QUOTED TEXT
━━━━━━━━━━━━━━━━━━━━

And Victor's. I keep his trimmed.


----------



## StandingOvation

LoveMyDrummerBoy said:


> As fact that I am on my iPad and the stupid thing won't let me post photos, I can't give you guys evidence, but my horses mane is almost three feet long! The thing is my horse is only 3. His daddy's mane drags but I'm not sure if I want to let drummer's get that long. Although if my horse had a short stringy mane, I would love him just the same
> _Posted via Mobile Device_


Wait, three feet? Please post pictures as soon as possible. That sounds gorgeous!


----------



## Thatgirlsacowboy

Cricket's mane is my pride and joy!




















These are from winter, after she rolled... It's much more shiny now. 

Lovely manes, guys!


----------



## dee

I'm game.

Here is my girl, Dancer (avatar). Her mane grows so wonky it's not funny. It splits right down the middle these days - half on one side of her neck and half on the other, so no matter which side you stand on, you see thick full mane. Sorry the pic is so bad, my PC died and all her good pix are on that hard drive...









This is her filly's little baby mane. I hope it come in as thick and pretty as her momma's!









Now THIS is a mane! This is Peppy - a Paso Fino stallion owned by a friend. If my mare were registered, or at least not so fugly!









This is my grandson riding a Paso Fino gelding that belonged to the same friend. (No critiquing his riding - he's only been on a horse a couple of times and was totally clueless, but Tokie (the horse) was an angel!) Tokie was sold to a man for quite a price, because he saw the video of how gentle Tokie is with the grandkids riding him. You'd never guess that Tokie, who is 13 years old, was only gelded a few months ago!

━━━━━━━━━━━━━━━━━━━━

WORK TO DO
(a) Count the lines of the records that contain the word "roof", and reply with only that number.
(b) Write the next part of the horse-mane forum thread, picking up right after its last sentence.
The horse-mane forum thread and the records are unrelated material.

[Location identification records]
━━━━━━━━━━━━━━━━━━━━

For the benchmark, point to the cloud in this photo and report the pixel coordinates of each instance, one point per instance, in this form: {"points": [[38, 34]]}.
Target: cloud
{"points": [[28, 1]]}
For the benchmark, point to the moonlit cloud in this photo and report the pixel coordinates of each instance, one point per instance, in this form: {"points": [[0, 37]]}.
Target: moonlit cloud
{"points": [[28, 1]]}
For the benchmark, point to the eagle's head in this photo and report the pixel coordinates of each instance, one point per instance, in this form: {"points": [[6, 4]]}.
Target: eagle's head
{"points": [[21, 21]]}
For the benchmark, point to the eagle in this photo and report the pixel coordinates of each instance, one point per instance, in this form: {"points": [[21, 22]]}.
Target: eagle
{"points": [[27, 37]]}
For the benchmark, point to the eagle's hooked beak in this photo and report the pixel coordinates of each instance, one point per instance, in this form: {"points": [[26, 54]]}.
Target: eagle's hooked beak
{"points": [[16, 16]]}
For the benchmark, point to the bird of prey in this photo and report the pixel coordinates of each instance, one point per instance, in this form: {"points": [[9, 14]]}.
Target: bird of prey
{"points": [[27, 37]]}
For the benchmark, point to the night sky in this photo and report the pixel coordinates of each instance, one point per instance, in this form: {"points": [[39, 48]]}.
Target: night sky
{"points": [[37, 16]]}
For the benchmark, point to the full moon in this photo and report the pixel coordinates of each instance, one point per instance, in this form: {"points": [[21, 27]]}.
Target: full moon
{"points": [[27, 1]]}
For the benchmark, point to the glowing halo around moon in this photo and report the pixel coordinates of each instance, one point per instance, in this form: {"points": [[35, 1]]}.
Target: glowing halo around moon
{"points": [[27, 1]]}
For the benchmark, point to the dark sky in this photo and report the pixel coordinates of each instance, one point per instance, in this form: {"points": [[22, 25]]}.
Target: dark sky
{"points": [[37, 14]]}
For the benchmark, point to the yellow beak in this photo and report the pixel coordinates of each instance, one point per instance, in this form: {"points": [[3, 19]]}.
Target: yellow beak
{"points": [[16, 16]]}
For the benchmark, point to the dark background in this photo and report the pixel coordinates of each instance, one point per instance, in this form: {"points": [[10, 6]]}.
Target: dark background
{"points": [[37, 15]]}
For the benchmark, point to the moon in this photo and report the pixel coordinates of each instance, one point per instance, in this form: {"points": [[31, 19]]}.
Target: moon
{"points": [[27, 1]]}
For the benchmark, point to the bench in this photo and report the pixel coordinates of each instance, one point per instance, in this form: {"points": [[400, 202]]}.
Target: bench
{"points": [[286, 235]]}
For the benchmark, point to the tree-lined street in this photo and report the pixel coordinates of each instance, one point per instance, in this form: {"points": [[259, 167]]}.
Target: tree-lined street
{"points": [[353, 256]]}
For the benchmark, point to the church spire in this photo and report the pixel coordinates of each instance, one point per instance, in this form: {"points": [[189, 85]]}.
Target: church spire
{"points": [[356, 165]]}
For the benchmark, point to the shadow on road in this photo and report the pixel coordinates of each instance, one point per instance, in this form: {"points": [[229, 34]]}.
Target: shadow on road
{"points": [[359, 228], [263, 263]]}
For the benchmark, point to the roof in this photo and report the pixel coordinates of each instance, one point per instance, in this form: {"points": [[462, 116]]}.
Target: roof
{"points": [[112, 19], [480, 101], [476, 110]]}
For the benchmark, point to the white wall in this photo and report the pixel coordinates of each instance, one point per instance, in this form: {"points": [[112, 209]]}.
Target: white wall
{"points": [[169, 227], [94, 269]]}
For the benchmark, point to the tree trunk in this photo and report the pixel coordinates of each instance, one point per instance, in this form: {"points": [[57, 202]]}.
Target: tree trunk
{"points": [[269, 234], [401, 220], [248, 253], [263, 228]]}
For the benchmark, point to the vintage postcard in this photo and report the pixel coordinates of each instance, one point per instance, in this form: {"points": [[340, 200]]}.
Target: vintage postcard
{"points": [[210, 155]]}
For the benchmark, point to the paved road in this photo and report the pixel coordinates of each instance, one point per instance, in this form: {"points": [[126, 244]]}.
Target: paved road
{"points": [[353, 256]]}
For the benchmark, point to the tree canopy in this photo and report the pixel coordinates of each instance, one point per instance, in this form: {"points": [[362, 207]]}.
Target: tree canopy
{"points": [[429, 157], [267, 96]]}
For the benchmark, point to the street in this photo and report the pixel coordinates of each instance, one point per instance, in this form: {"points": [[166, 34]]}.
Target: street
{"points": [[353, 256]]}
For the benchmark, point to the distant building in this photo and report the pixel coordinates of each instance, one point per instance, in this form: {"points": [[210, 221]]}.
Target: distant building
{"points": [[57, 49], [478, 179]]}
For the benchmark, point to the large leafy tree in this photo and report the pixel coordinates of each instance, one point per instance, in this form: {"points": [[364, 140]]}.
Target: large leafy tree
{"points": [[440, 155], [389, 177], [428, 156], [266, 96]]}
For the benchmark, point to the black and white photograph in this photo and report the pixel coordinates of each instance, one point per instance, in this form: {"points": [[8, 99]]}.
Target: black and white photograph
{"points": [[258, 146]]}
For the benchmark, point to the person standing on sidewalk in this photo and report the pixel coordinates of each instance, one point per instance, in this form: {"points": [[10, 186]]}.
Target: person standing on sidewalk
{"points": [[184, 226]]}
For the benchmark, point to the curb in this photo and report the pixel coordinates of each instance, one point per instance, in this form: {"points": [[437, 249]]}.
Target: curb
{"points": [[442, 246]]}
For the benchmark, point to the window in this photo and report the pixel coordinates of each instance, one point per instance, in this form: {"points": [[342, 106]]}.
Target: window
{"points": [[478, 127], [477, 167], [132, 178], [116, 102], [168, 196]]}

━━━━━━━━━━━━━━━━━━━━

ANSWERS FOR THIS EXERCISE
(a) 2

(b)
----------



## Azale1

I'm working on getting my girl's mane growing longer. Would provide pics but at the moment it is all banded up and isn't due to come down for another month.


----------



## horseluver50

Lena has a naturally short and thin mane and tail 
I only ever trim it when she needs the dead ends cut off, but I only remove like a mm or two when I do trim it.
I have owned her for 7 months and it`s grown about a cm since I bought her..  lol.


----------



## redrooster

Buster (Appy pony to the right):








Dusty (I personally don't think hers is that great, but a lot of people do):








Our old man, Mac (he's 31!):








Our wooly rescue horse Roany:


----------



## CCH

This is a crappy cell phone photo of Navajo's mane still a little damp before I trimmed about 8 inches of wispy ends off. It is down to his knees, lower if he holds his head level with his withers. For fun we measured it and it is nearly 4ft long. (note his extra *happy* expression - poor guy gets so bored with grooming. I think sometimes he goes to his imaginary all-you-can-eat pasture buffet to get through the torture of having to look pretty)


----------



## csimkunas6

Rodeo's was pulled and banded right before I got him....








Here it is now...









Its grown a quite a bit, considering its only been 2 months 
I think Ill let it grow out, see if I like it longer, and if not, pull it


----------



## SidMit

Holy cow! 4ft long!

Oh, and I love his grump face.


----------



## CecilliaB

She lives in braids so I have hardly any photos with Sonata's down. She has a new layer growing in on top and bottom so I'm not sure how it's gonna turn out....it's super thick though.

2swbg by Cecillia B Photography, on Flickr

Aidans is roached, not much to show


----------



## Horsesdontlie

Wow some beautiful manes here and CCH That is amazing! Beautiful. My horse's mane was always bleh, I did what I could to try and get it to grow out for 5+ years ever sense I got him and all I got was bleh :








^^ That image is actually more flattering of his huge head. o.0

So I decided to roach it. I always loved horses with roached manes, but never had the nerve to do it until about a month ago. I wanted to start doing jumpers and eventing, and really didn't want to braid. >_<










And here it is after it grew out a little, a month later. I want it to grow hopefully another inch in the middle and I'll maybe shape it a bit. 









^^He was tired and a little frustrated with my bath and picture taking while food was in his pen. So he looks like crap here. I swear he doesn't look like such an old nag normally.


----------



## cfralic

Wow after looking at all these pictures I think my future horse will have to have a wonderful long mane!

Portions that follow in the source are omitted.